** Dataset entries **
※ ※ ※
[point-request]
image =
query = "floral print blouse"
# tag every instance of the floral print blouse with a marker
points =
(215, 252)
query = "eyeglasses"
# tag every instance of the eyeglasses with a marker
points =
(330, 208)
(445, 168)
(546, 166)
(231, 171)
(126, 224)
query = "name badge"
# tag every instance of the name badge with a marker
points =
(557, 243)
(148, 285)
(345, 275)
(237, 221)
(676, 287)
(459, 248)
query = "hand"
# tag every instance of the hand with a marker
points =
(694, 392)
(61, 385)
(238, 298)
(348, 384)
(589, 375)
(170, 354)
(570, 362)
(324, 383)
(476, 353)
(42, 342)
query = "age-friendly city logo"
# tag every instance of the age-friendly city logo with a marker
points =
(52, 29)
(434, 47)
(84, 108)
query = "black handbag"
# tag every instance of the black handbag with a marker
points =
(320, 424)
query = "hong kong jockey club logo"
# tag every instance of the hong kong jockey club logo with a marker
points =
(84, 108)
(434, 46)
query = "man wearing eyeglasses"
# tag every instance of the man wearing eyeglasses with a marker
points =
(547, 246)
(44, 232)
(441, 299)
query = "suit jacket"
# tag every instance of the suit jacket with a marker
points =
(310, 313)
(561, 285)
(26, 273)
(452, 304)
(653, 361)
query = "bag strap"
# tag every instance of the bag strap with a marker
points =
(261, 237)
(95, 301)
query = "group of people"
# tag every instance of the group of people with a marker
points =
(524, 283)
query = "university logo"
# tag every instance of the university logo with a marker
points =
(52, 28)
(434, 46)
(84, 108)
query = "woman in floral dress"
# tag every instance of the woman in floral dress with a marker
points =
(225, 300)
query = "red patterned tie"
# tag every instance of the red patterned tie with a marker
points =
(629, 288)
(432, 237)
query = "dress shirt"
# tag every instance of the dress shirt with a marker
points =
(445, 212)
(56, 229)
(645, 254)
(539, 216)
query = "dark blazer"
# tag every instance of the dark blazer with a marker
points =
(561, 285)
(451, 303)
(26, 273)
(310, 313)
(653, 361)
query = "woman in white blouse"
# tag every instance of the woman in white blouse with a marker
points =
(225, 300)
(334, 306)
※ ※ ※
** PROBLEM STATEMENT **
Filter the lines above so that only those with the string "floral" remain, then copy them.

** PROBLEM SOLUTION **
query = "floral print blouse"
# tag every instance of the floral print blouse with a marker
query = "woman in floral dress"
# tag every instance of the woman in floral dress with a marker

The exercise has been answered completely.